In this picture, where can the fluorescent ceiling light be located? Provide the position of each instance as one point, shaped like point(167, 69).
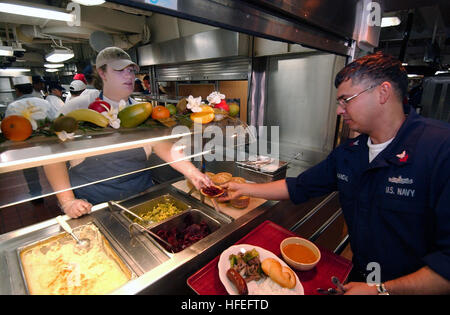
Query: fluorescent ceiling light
point(12, 71)
point(59, 55)
point(36, 12)
point(89, 2)
point(6, 51)
point(53, 65)
point(390, 21)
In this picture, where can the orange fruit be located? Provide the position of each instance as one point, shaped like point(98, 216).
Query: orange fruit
point(16, 128)
point(205, 116)
point(160, 112)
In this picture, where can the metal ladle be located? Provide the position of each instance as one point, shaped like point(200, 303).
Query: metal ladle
point(83, 243)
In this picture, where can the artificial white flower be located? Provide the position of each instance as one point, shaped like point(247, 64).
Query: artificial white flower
point(64, 135)
point(215, 98)
point(122, 105)
point(32, 108)
point(111, 114)
point(194, 104)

★ ★ ★ ★

### TASK STATEMENT
Copy all of the data above word for word, leaving out the pictures.

### TASK SOLUTION
In this picture, where can the fluorescent ceiling light be located? Provide the position of each instance as one point, shaped like point(167, 69).
Query: fluorescent ceiling light
point(12, 71)
point(59, 55)
point(36, 12)
point(89, 2)
point(6, 51)
point(53, 65)
point(390, 21)
In this picture, where can the orange fruit be located? Provide the position of each instance as one point, shaped like point(98, 216).
Query: orange fruit
point(16, 128)
point(205, 116)
point(160, 112)
In this picture, where can the metal ladle be located? Provide the position of each instance as one point, shaped like point(200, 303).
Query: metal ladle
point(83, 243)
In this picture, where can the artificial white flower be located? Provide the position of each instance as one point, shaped like point(247, 64).
Query: artificial white flower
point(64, 135)
point(215, 98)
point(122, 105)
point(32, 108)
point(111, 114)
point(194, 104)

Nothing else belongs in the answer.